* Supplied material
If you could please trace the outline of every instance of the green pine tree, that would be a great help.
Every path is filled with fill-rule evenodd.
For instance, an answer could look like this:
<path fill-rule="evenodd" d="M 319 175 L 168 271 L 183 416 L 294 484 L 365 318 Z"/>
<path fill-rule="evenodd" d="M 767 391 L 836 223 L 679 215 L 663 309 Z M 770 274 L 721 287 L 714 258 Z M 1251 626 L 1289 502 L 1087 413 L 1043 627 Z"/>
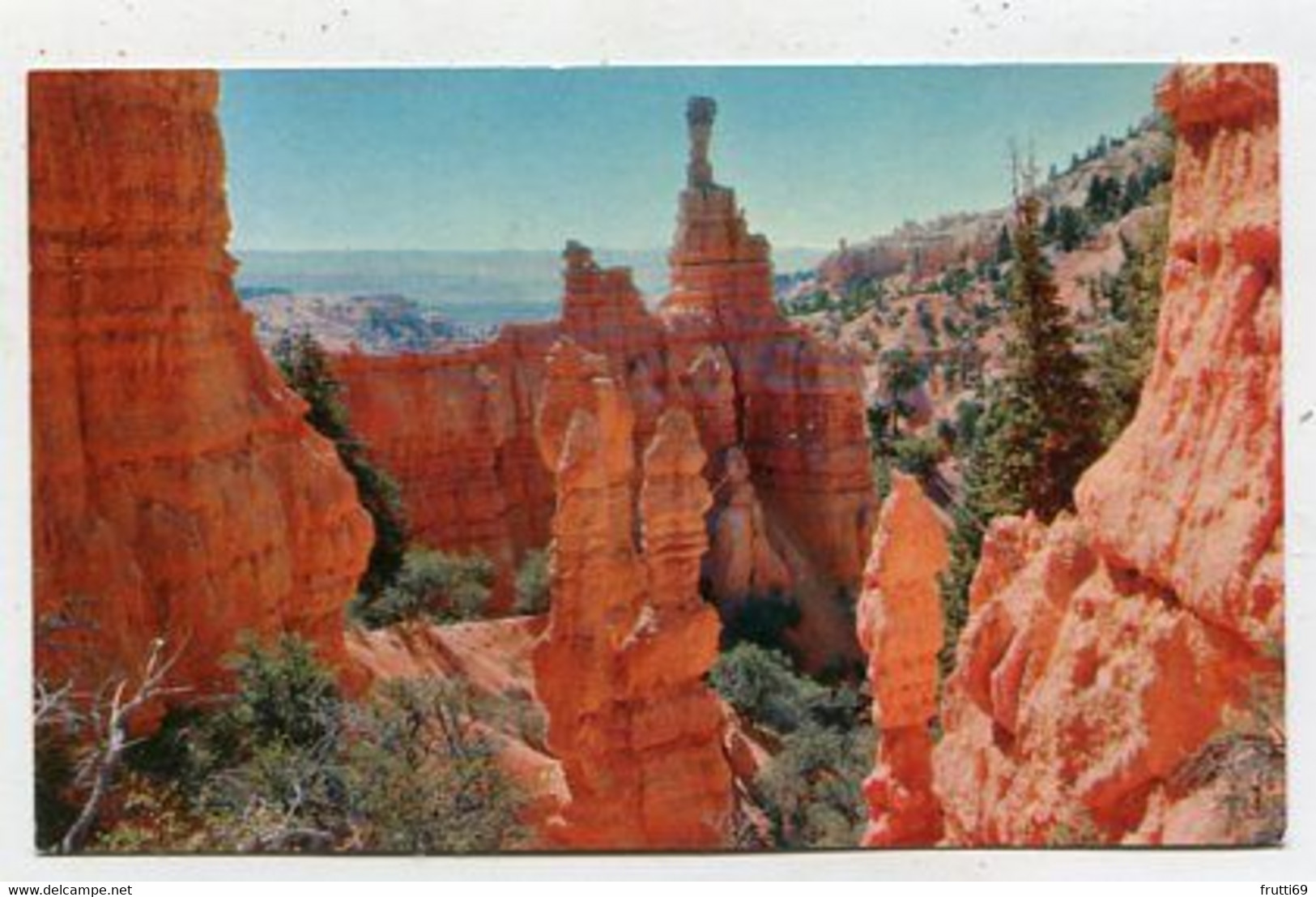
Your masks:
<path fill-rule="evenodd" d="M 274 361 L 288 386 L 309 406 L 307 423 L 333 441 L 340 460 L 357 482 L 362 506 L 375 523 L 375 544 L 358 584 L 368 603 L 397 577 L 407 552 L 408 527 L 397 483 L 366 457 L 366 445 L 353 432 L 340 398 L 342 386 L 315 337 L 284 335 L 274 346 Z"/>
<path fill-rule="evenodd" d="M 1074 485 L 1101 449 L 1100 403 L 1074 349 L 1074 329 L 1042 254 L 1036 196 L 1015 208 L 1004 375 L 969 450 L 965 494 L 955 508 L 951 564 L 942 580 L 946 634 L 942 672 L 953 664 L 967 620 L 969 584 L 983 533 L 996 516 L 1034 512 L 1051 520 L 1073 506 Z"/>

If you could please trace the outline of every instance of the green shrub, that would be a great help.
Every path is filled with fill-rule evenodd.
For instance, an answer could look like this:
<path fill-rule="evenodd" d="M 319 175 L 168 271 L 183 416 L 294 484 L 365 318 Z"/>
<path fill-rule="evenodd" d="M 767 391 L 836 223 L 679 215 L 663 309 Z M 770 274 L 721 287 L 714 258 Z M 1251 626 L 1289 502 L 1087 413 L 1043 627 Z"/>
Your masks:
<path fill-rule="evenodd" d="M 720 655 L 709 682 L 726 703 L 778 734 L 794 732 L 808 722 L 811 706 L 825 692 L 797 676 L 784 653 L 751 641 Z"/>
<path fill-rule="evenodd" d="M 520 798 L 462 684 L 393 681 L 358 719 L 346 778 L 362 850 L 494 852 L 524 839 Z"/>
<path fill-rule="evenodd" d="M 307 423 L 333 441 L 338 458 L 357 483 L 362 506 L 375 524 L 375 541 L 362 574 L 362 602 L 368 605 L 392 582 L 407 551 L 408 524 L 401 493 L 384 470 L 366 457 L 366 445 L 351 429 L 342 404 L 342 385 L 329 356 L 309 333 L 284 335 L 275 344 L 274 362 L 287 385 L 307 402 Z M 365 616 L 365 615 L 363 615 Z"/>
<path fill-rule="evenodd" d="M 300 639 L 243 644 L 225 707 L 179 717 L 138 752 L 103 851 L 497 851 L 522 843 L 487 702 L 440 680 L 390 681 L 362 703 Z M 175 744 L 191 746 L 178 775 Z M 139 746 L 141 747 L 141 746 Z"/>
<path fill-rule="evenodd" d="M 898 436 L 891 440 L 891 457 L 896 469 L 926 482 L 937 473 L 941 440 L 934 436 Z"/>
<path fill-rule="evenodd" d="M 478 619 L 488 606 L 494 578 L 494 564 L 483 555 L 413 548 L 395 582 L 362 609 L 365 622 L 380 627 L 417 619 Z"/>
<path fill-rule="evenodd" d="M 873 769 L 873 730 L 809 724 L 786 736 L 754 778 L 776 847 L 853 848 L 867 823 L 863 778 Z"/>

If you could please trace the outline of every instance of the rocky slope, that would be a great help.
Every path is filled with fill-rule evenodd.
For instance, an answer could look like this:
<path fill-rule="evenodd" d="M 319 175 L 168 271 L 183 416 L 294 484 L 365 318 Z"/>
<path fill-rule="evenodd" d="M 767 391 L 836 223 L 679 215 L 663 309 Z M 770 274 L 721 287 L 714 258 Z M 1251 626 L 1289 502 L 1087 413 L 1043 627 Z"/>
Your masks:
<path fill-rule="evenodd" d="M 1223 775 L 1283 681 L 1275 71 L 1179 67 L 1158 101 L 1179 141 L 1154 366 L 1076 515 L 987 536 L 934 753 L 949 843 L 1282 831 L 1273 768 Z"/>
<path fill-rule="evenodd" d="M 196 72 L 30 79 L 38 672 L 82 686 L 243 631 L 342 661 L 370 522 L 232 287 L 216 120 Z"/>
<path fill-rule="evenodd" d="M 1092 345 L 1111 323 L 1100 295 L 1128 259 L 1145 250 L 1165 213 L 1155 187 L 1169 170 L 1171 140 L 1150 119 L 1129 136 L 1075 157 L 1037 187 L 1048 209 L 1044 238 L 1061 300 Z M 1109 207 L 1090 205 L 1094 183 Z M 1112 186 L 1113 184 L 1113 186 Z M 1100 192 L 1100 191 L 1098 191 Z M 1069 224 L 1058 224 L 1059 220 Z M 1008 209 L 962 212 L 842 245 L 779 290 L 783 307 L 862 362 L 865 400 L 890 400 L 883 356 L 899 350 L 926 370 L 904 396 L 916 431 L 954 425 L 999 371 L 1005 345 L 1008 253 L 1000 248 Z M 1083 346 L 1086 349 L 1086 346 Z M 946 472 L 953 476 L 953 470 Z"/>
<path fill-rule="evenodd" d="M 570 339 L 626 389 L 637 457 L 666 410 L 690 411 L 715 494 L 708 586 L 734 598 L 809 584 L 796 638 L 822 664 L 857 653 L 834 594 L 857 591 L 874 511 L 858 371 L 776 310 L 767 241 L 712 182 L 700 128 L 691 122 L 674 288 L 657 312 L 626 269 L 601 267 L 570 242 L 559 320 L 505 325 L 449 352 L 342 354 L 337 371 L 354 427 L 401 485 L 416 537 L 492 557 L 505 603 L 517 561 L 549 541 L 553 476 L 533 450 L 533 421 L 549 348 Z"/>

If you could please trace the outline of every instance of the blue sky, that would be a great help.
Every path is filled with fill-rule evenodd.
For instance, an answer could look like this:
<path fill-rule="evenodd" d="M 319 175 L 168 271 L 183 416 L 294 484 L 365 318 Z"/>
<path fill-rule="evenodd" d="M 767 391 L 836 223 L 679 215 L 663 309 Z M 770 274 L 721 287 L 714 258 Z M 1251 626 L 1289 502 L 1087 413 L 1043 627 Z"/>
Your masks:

* What the exercise asks
Copy out every line from the line with "slope, that would be a great help." to the line with "196 72 L 30", keeping the requests, and shift each coordinate in the answer paths under "Your masks:" by -97. Leave the request text and its sample paths unchanged.

* Solution below
If you could please trace the outline of every instance of the rocky slope, that would be a great help.
Every path is filled with fill-rule evenodd.
For instance, an answer could look like this:
<path fill-rule="evenodd" d="M 319 175 L 168 271 L 183 416 L 294 484 L 365 318 Z"/>
<path fill-rule="evenodd" d="M 767 391 L 836 223 L 679 215 L 663 309 Z M 770 274 L 721 287 L 714 258 Z M 1251 626 L 1289 502 L 1087 413 L 1043 627 Z"/>
Your masks:
<path fill-rule="evenodd" d="M 1126 678 L 1186 584 L 1178 -26 L 1082 -30 L 1061 4 L 1082 44 L 1057 269 L 979 418 L 890 439 L 837 656 L 852 746 L 1185 734 L 1176 671 Z"/>
<path fill-rule="evenodd" d="M 99 -25 L -67 -18 L -59 575 L -15 589 L 146 534 L 245 564 L 273 425 L 135 190 L 119 23 Z"/>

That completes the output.